What the task asks →
Restate each entry word for word, leaving nothing out.

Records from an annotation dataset
▼▼▼
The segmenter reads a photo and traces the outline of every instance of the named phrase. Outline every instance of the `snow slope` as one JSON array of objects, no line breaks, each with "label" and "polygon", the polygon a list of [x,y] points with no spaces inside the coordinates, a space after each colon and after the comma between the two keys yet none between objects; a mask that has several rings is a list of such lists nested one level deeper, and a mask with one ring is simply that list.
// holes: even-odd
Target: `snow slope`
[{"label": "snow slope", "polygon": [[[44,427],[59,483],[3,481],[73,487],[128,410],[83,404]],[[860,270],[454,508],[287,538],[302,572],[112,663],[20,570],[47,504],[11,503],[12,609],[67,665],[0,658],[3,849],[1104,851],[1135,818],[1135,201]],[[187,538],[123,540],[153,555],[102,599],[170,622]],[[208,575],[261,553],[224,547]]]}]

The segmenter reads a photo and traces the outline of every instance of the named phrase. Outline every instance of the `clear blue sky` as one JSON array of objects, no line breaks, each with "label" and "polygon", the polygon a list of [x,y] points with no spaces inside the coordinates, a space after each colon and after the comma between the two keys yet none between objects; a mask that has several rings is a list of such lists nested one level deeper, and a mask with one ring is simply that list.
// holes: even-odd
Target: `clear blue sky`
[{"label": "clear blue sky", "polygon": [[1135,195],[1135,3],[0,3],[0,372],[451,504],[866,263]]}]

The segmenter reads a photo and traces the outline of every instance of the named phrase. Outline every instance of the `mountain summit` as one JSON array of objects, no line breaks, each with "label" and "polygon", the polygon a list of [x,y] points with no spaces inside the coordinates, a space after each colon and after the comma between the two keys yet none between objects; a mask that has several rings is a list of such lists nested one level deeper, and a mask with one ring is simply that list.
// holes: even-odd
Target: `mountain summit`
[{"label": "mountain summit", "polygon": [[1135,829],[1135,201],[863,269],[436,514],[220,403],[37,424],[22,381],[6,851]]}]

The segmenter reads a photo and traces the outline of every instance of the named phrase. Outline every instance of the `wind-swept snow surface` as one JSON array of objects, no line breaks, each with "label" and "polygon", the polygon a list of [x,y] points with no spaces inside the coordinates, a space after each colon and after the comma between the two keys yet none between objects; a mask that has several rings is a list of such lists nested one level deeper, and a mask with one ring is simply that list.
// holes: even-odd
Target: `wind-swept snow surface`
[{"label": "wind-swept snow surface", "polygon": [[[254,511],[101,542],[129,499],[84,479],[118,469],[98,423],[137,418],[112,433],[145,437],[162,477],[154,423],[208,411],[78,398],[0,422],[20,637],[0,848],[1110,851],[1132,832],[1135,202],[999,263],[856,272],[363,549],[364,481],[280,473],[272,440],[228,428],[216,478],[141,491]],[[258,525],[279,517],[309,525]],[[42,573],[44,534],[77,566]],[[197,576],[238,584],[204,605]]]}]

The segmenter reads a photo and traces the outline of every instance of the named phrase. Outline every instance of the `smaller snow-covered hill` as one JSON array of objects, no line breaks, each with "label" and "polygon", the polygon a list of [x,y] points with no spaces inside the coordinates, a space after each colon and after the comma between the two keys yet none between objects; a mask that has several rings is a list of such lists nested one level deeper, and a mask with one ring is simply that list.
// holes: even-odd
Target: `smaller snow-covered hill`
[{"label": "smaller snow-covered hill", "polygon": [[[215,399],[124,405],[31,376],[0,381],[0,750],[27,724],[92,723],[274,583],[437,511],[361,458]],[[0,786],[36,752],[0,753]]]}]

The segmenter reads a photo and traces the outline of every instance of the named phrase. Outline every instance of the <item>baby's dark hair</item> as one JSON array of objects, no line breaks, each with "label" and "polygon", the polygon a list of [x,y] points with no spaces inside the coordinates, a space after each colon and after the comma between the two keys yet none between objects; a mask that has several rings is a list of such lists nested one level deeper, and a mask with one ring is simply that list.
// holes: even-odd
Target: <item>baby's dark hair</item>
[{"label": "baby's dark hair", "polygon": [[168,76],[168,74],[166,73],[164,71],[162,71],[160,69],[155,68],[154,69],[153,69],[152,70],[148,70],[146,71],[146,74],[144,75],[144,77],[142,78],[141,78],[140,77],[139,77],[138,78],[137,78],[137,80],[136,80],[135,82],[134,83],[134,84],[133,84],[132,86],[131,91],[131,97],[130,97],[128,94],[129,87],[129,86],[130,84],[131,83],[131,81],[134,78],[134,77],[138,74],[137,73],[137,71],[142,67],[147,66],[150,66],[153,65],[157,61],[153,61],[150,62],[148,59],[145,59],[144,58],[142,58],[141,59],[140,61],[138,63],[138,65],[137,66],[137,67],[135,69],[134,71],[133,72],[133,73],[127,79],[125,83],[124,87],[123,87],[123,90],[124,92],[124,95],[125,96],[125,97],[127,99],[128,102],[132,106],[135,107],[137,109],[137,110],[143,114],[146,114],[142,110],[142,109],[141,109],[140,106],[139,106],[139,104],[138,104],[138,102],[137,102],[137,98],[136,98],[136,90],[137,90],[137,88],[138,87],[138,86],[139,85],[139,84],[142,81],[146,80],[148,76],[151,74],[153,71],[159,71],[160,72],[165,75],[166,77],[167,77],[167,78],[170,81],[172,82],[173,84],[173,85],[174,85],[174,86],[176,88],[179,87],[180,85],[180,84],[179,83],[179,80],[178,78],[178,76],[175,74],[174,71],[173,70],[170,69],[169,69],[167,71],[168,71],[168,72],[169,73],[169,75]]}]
▲▲▲
The result →
The segmenter reads a photo and traces the outline of every instance of the named phrase. Outline every instance of the `snow slope` as one JSON array of objects, no line breaks, each with "label" and "polygon", the polygon a list of [x,y] points with no spaces inside the coordinates, a space after each colon and after the comma between the two keys yet none between objects; a mask that has several rings is a list of such lists nested one level deeper, and a mask with one ring is simply that list.
// holes: even-odd
Target: `snow slope`
[{"label": "snow slope", "polygon": [[[44,427],[59,483],[3,481],[73,487],[128,410],[83,404]],[[860,270],[454,508],[287,538],[302,572],[112,663],[20,570],[47,504],[11,503],[12,609],[67,665],[0,658],[3,849],[1104,851],[1135,818],[1135,201]],[[187,538],[123,540],[153,555],[102,599],[170,622]],[[208,575],[261,553],[224,547]]]}]

The segmenter reads a photo and traces the outline of every instance of the named phrase. Outline every instance of the `clear blue sky` as one JSON array of objects, no line breaks, each with "label" and "polygon", the polygon a list of [x,y] points with no spaces inside the coordinates, a space after each colon and after the comma between the two keys yet none between objects; a mask that has several rings is a list of such lists nested one level deeper, and a mask with one ring is simply that list.
// holes: even-odd
Target: `clear blue sky`
[{"label": "clear blue sky", "polygon": [[1135,195],[1135,3],[0,3],[0,372],[451,504],[866,263]]}]

The segmenter reads a photo and traces the outline of every instance of the named phrase. Outline every instance of the `mountain summit` as one JSON array of objects, no line breaks, each with "label" and "polygon", the polygon a list of [x,y] points with no spaces inside the coordinates, a space after each colon and after the comma between the two keys yet none between objects; a mask that has several rings is a list of such lists nested one level deeper, and a mask with one ring is simply that list.
// holes: even-odd
Target: `mountain summit`
[{"label": "mountain summit", "polygon": [[1135,829],[1135,201],[863,269],[436,514],[220,403],[37,424],[22,381],[6,851]]}]

The segmenter reads a photo and traces the outline of every instance of the named phrase. Outline every instance of the `wind-swept snow surface` as one JSON array of objects, no line breaks, each with "label" and "polygon", the polygon a list of [x,y] points with no spaces inside the coordinates, a space after each colon and after the comma between the two keys yet none between objects; a mask that has several rings is a list of such lists nested one level deeper, and a mask with one ring is simply that list.
// holes: even-odd
Target: `wind-swept snow surface`
[{"label": "wind-swept snow surface", "polygon": [[[254,511],[101,542],[129,499],[84,479],[118,469],[98,423],[137,418],[112,433],[145,437],[162,477],[154,423],[208,411],[78,398],[0,422],[20,637],[0,848],[1110,851],[1132,832],[1135,202],[999,263],[856,272],[363,549],[364,481],[280,473],[272,440],[228,428],[216,478],[141,491]],[[258,525],[279,517],[309,525]],[[42,573],[44,534],[77,566]],[[197,576],[238,584],[204,605]]]}]

The segmenter reads a photo and traces the outline of every instance of the named phrase. Outline every instance of the `smaller snow-covered hill` as one JSON array of objects, no line breaks, each with "label" and "polygon", the polygon a list of [x,y] points with no spaces inside the coordinates, a space after each colon and after the comma between the two keys yet none between objects; a mask that has several rings is a list of such lists nested one level deeper, and a mask with one ring is simply that list.
// holes: even-odd
Target: `smaller snow-covered hill`
[{"label": "smaller snow-covered hill", "polygon": [[[215,399],[124,405],[31,376],[0,381],[0,750],[27,724],[92,723],[274,583],[437,511],[361,458]],[[0,786],[36,752],[0,753]]]}]

The segmenter reads a photo and traces the outline of every instance of the named phrase. Outline every instance of the <item>baby's dark hair</item> as one JSON array of objects, no line breaks, each with "label" and "polygon", the polygon a list of [x,y] points with no spaces inside the coordinates, a space after each colon and after the comma between the two keys yet none between objects; a mask that has several rings is a list of such lists nested one level deeper, and a mask with one ring is simply that list.
// holes: even-odd
Target: <item>baby's dark hair</item>
[{"label": "baby's dark hair", "polygon": [[168,76],[168,74],[166,73],[164,71],[162,71],[160,69],[155,68],[154,69],[153,69],[152,70],[148,70],[146,71],[146,74],[144,75],[144,77],[142,78],[141,78],[140,77],[139,77],[138,78],[137,78],[137,80],[136,80],[135,82],[134,83],[134,84],[133,84],[132,86],[131,91],[131,97],[130,97],[128,94],[129,87],[129,86],[130,84],[131,83],[131,81],[134,78],[134,77],[138,74],[137,73],[137,71],[142,67],[147,66],[150,66],[153,65],[157,61],[153,61],[150,62],[148,59],[145,59],[144,58],[142,58],[141,59],[140,61],[138,63],[138,65],[137,66],[137,67],[135,69],[134,71],[133,72],[133,73],[127,79],[125,83],[124,87],[123,87],[123,90],[124,92],[124,95],[125,96],[125,97],[127,99],[128,102],[132,106],[135,107],[137,109],[137,110],[143,114],[146,114],[142,110],[142,109],[141,109],[140,106],[139,106],[139,104],[138,104],[138,102],[137,102],[137,98],[136,98],[136,90],[137,90],[137,88],[138,87],[138,86],[139,85],[139,84],[142,81],[146,80],[148,76],[151,74],[153,71],[159,71],[160,72],[165,75],[166,77],[167,77],[167,78],[170,81],[172,82],[173,84],[173,85],[174,85],[174,86],[176,88],[179,87],[180,85],[180,84],[179,83],[179,80],[178,78],[178,76],[175,74],[174,71],[173,70],[170,69],[169,69],[167,71],[168,71],[168,72],[169,73],[169,75]]}]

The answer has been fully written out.